BEGIN Records shown

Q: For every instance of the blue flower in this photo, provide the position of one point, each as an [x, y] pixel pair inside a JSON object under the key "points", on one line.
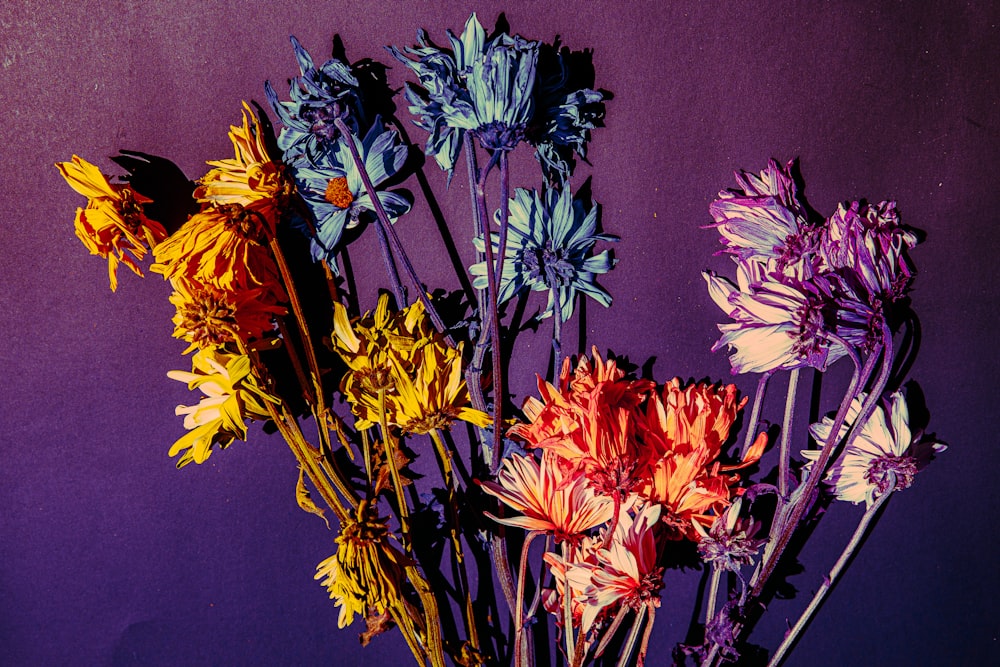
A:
{"points": [[332, 188], [549, 238], [318, 97], [503, 91]]}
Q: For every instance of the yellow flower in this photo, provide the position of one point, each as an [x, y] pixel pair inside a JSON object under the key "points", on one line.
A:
{"points": [[208, 317], [401, 355], [252, 179], [231, 396], [225, 247], [113, 224], [366, 573]]}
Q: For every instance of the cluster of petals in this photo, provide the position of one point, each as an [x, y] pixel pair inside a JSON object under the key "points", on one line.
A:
{"points": [[231, 395], [401, 370], [807, 287], [884, 445], [113, 224]]}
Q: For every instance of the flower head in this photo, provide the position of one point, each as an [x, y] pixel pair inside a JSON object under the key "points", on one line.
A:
{"points": [[884, 445], [252, 178], [319, 96], [548, 498], [765, 219], [550, 238], [225, 247], [366, 574], [331, 186], [779, 324], [112, 225], [208, 317], [231, 396]]}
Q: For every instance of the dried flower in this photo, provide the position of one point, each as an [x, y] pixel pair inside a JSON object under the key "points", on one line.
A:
{"points": [[550, 236], [884, 445], [231, 396], [113, 225], [548, 497], [365, 575]]}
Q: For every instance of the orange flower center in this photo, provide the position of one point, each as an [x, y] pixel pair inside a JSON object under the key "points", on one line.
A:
{"points": [[337, 192]]}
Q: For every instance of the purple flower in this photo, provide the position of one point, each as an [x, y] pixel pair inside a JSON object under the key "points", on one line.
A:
{"points": [[765, 219], [778, 325]]}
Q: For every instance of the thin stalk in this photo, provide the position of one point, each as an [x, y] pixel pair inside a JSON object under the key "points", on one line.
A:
{"points": [[390, 268], [758, 402], [633, 636], [568, 608], [713, 593], [786, 436], [520, 657], [828, 583], [397, 482], [456, 541], [390, 232]]}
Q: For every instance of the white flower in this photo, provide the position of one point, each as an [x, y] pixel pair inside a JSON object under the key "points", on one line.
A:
{"points": [[861, 473]]}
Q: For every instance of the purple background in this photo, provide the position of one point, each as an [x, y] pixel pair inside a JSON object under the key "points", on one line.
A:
{"points": [[108, 555]]}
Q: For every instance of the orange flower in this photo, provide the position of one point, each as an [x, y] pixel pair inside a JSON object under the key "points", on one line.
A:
{"points": [[208, 317], [224, 247], [588, 422], [549, 500], [252, 179], [113, 224]]}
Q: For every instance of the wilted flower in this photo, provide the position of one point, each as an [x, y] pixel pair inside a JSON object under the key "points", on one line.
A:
{"points": [[331, 186], [223, 246], [231, 396], [730, 543], [252, 179], [113, 225], [319, 97], [765, 219], [548, 497], [883, 445], [366, 574], [208, 317], [627, 571], [779, 325], [549, 239]]}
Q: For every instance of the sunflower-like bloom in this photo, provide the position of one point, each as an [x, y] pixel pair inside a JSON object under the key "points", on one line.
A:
{"points": [[208, 317], [331, 186], [627, 573], [588, 423], [231, 396], [319, 96], [225, 247], [765, 219], [884, 445], [778, 324], [366, 574], [252, 178], [550, 499], [113, 225], [402, 358], [550, 237], [866, 245]]}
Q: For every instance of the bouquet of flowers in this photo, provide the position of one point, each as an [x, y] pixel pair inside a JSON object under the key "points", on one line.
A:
{"points": [[622, 476]]}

END Records shown

- What to do -
Find the number of lines in the records that include the word "purple". Write only that number.

- Expected answer -
2